[Collected data entries]
========================================================================

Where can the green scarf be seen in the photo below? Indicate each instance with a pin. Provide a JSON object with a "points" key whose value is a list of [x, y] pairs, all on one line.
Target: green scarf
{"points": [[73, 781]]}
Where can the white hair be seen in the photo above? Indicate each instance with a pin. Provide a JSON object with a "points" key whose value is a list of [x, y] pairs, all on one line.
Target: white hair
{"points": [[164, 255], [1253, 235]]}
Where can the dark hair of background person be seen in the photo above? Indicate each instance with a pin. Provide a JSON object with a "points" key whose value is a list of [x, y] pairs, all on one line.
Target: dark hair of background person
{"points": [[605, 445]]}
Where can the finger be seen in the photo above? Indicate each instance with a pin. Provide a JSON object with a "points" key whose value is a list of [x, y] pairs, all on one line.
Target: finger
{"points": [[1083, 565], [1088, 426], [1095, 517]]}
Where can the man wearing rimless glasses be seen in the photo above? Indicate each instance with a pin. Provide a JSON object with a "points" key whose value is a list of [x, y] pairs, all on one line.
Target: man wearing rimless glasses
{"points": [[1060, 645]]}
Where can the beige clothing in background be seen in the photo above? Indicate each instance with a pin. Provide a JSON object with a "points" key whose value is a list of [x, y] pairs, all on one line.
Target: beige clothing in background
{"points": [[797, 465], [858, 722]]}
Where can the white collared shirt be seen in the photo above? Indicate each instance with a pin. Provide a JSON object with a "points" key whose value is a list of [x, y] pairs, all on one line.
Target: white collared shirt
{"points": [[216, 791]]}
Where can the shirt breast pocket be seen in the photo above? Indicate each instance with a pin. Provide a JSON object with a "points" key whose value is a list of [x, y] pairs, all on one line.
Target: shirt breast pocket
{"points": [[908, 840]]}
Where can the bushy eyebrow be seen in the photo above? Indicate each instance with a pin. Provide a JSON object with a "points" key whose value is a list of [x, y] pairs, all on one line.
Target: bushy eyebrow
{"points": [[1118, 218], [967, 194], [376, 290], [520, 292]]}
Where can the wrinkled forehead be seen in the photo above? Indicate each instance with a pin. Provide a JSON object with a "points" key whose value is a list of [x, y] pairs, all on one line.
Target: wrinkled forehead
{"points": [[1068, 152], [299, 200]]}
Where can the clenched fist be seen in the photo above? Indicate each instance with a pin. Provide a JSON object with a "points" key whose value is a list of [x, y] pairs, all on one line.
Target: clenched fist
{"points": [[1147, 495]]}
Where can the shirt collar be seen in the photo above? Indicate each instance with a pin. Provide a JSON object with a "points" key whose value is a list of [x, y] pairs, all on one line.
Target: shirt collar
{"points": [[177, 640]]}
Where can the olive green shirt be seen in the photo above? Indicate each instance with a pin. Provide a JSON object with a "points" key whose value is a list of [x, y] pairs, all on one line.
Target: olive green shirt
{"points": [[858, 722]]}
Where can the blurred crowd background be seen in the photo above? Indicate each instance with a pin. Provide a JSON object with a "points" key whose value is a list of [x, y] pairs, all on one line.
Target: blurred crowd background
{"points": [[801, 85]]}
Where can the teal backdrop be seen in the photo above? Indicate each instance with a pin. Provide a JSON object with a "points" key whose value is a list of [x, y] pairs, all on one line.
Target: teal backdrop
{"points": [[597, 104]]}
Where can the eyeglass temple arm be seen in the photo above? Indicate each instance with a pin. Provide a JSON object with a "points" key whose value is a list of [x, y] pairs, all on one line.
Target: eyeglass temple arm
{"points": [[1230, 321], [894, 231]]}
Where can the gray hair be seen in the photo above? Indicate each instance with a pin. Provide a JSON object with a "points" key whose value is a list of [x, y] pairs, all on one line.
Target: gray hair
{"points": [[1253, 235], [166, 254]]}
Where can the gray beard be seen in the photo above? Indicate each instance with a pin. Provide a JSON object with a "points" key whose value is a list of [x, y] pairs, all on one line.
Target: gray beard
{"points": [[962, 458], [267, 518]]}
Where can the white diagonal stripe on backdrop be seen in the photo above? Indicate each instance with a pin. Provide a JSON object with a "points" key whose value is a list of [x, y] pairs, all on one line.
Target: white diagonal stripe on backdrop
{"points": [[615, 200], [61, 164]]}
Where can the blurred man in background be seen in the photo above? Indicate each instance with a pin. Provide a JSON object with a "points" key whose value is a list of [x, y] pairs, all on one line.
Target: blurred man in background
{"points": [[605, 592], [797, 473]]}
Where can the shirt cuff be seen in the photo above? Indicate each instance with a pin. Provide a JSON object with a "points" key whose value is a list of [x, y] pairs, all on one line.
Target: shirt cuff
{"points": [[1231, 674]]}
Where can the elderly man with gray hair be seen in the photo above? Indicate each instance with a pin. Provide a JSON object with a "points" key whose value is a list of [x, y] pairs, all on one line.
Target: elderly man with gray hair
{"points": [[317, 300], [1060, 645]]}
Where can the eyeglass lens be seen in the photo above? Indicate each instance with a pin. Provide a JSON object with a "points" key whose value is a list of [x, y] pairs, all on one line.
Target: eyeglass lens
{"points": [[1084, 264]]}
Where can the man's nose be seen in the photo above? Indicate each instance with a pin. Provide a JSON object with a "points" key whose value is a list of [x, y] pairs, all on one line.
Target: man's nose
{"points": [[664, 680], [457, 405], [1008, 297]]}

========================================================================

* [Exercise goal]: Copy each record from above without leaving any out.

* [Full solution]:
Where can the green scarf be seen in the photo below? Indicate each instance with a pin. Provide a JSON object with a "points" key whose value is a list of [x, y] pairs, all on one line.
Target: green scarf
{"points": [[73, 781]]}
Where can the white hair be seen in the photo above? Indicate each instance with a pin. Provide a JSON object with a "points" key whose value is a list of [x, y] pairs, all on one line.
Target: white hair
{"points": [[164, 255], [1253, 235]]}
Where can the dark hair of background person be seen in the photo above? Indicate each instance with a pin. Provide a JSON object with a "points" key whose value is a list of [x, y] pairs, all on one line.
Target: dark hair of background person
{"points": [[605, 445]]}
Where can the finger be seen in the photo above? Indicate each instance with a pin. Provide a JSON object with a "points" key whose value is a list of [x, y] pairs, all on one line.
Target: finger
{"points": [[1083, 565], [1088, 426], [1095, 517]]}
Where can the man wearing rimless glasses be seen in the photo above? Indicate each instance with a pin. Provide a JSON object with a "points" key whose value is a list of [x, y] pairs, all on one line.
Target: man wearing rimless glasses
{"points": [[1060, 645]]}
Where can the beige clothing in background be seen in the photo above? Indicate each instance with a pin. Provide a JSON object with a "points" key whose value is a list of [x, y] pairs, all on one line.
Target: beige clothing in background
{"points": [[797, 465], [858, 722]]}
Where can the white collared shirt be seen in the photo above? Indicate each instance with a pin. Provide a JSON object with a "points" key whose value is a list of [x, y] pairs, all on one line.
Target: white collared shirt
{"points": [[216, 791]]}
Where can the shirt breast pocket be seen in the photo above? Indicate each instance with a pin. Provide a JSON object with a "points" key whose value is a list of [x, y] pairs, all on one line.
Target: shirt breast pocket
{"points": [[908, 840]]}
Where can the bushy eyebrow be seen in the photo above? Indicate each instance with a pin. Provide a JSON object with a "points" key whose value is a list of [x, y] pairs, all on one line.
Target: bushy eyebrow
{"points": [[1118, 218], [967, 194], [376, 290], [520, 292]]}
Where can the wrinkled forehead be seen in the photo above? Indicate each instance with a pin. Provide a JSON object with a "points" key whose value is a list of [x, y] pairs, all on one line.
Target: wrinkled forehead
{"points": [[1068, 152], [299, 200]]}
Where can the clenched fist be seen in the photo above? Indicate each instance with a pin. Provide a JSON object with a "points" key whose value is a list of [x, y] pairs, all on one line.
Target: clenched fist
{"points": [[1147, 495]]}
Where can the shirt collar be seen in the photo above? Indicate each instance with a pin. Provide a JSON object with a "points" key whose value is a list of [x, y] pairs, all on one line.
Target: shirt collar
{"points": [[177, 640]]}
Where can the olive green shirt be seen in the photo above? Indicate each instance with a pin. Provide a JSON object with a "points" key whose value is a list of [x, y] pairs, all on one line.
Target: olive green shirt
{"points": [[858, 722]]}
Where can the blurred crowd background be seen in the photo above? Indicate each instance with a pin. Provide a JSON object with a "points" key whose value is a list of [x, y] pairs, all on one line.
Target: blurred crowd background
{"points": [[801, 85]]}
Where can the teal backdrop be seen in the photo above? Indicate each instance with a pin. Provide a JSON object with a "points" key whose value is a list of [x, y] pairs, all on one line.
Target: teal backdrop
{"points": [[597, 104]]}
Where can the eyeglass temple arm be seen in the photo above? Indicate each instance with a pin. Provide a JSON object with a "points" key whose value is a list of [x, y] pairs, all on one line.
Target: eyeglass temple arm
{"points": [[1230, 321], [894, 231]]}
Where can the gray hair be seen in the photo above? Indicate each instance with a pin. Provide a JSON object with a "points" key whose value is a list of [x, y] pairs, all on one line.
Target: gray hair
{"points": [[1253, 235], [166, 254]]}
Where can the gray beard be seen in the photo above? Indicate each instance with a pin. Provide a JSON object with a "points" key whose value is a list of [x, y] pairs, all on one line.
Target: gray beard
{"points": [[962, 458], [267, 518]]}
Where can the white diagonal stripe on backdrop be seen in the photo above? Indicate each instance with a pin. Provide a JSON object with a "points" key whose value is a list of [x, y] pairs, all on one line.
Target: white diagonal stripe on backdrop
{"points": [[615, 200], [61, 164]]}
Where can the blurred man in background be seen in the photo above? Indicate each instance with a pin. Provide a JSON object with a "points" key whose value is a list of [x, y] pairs, all on one line.
Target: blurred man in background
{"points": [[605, 592], [797, 473]]}
Where can the shirt cuff be seen in the photo above? Indicate each instance with a pin. Provide a JSON object with a "points" key whose value is a list of [x, y] pairs, all on one line.
Target: shirt cuff
{"points": [[1231, 674]]}
Where can the elderly man with gray hair be seen in the photo above? Indicate each instance with a pin. Provide a JSON object with a "points" key whose value is a list of [x, y] pairs, all on one line.
Target: elderly man with gray hair
{"points": [[317, 300], [1060, 645]]}
Where can the eyeglass lens be seen in the photo above? Indicate each instance with a pin. Provide a JSON object with a "points" key whose value is a list of [x, y] pairs, all on one line.
Target: eyeglass lens
{"points": [[1084, 264]]}
Where can the man's nose be seen in the photo above? Indicate each instance with a pin. Provide a JSON object with a "points" key whose value is a list of [x, y] pairs, all on one line.
Target: man's nose
{"points": [[664, 680], [457, 405], [1008, 297]]}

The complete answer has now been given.